-- Opening Marker --

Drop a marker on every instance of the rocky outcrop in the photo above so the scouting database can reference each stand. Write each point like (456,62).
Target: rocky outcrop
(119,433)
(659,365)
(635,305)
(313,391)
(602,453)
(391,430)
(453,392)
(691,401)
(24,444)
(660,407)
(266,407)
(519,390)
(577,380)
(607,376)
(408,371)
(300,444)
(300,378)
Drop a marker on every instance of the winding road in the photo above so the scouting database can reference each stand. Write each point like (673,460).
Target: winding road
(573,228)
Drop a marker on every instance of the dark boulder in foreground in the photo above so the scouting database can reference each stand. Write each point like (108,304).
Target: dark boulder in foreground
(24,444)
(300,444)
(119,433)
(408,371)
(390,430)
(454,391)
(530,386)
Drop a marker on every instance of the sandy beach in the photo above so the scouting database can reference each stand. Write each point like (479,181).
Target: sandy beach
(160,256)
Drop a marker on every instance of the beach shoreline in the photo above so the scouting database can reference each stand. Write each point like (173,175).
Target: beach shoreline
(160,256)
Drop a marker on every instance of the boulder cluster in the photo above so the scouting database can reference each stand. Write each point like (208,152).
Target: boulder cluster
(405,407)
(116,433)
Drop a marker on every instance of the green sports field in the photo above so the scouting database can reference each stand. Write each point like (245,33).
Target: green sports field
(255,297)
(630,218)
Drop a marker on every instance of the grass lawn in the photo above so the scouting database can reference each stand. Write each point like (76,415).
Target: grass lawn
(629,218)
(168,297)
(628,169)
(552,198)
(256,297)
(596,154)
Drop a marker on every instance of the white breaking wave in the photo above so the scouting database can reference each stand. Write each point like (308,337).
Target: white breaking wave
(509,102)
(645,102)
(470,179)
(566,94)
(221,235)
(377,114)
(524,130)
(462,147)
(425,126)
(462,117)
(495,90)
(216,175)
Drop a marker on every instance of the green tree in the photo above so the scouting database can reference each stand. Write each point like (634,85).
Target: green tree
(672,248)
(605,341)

-- Closing Marker --

**Prompt**. Every line from the one containing "Target: white breaking wave" through the final line of the data above is to be restated word for word, and nothing more.

**Problem solution**.
Target: white breaking wave
(509,102)
(645,102)
(470,179)
(566,94)
(221,235)
(377,114)
(524,130)
(462,147)
(425,126)
(462,117)
(495,90)
(216,175)
Drop a marker on every instance of the green tree in the photo above so the scouting database can reference each stand. Write each point like (634,85).
Target: green tree
(672,248)
(605,341)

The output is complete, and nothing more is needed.